*Your objective*
In the entries that follow, find every line containing "fence" and copy it.

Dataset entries
---------------

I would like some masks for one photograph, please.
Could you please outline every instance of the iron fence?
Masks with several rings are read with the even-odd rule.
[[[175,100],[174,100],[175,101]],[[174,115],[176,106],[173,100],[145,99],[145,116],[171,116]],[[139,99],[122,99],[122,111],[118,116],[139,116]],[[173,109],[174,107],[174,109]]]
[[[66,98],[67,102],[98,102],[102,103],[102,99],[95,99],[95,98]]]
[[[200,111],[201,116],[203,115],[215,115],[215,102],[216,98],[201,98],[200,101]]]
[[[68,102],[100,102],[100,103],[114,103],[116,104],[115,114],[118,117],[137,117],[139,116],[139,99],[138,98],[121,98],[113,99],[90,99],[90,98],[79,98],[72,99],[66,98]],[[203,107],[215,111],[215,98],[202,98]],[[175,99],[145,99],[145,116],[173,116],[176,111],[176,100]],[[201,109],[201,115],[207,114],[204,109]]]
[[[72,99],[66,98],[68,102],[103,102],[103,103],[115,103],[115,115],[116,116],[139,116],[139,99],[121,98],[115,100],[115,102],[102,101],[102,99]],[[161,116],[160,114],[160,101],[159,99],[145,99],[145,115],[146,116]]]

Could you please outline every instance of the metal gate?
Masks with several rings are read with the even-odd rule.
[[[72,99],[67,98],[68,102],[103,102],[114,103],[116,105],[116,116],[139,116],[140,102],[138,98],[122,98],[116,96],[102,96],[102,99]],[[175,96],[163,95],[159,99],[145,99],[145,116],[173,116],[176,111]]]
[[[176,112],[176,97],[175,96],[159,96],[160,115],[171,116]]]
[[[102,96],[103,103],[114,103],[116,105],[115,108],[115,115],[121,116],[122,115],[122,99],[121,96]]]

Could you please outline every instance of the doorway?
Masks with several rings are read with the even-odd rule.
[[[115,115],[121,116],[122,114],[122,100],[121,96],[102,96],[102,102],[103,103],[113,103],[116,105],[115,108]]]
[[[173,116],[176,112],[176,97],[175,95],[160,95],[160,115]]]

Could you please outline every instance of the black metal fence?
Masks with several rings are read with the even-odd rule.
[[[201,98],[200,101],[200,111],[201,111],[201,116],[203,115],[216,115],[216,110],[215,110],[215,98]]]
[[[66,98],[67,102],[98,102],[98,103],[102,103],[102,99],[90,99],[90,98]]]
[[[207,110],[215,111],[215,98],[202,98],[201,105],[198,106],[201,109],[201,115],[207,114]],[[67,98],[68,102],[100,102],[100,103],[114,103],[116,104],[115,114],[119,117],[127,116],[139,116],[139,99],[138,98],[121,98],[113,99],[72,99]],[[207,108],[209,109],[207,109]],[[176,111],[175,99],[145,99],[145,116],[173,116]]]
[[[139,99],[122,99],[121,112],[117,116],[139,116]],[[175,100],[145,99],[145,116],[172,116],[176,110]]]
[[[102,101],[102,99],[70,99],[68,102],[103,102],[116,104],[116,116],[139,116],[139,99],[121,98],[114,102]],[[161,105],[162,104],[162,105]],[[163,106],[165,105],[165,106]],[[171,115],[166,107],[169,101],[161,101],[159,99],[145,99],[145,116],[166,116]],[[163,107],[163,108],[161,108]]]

---------------

*Your solution*
Could you please outline every instance of the iron fence?
Could you please outline every instance of the black metal fence?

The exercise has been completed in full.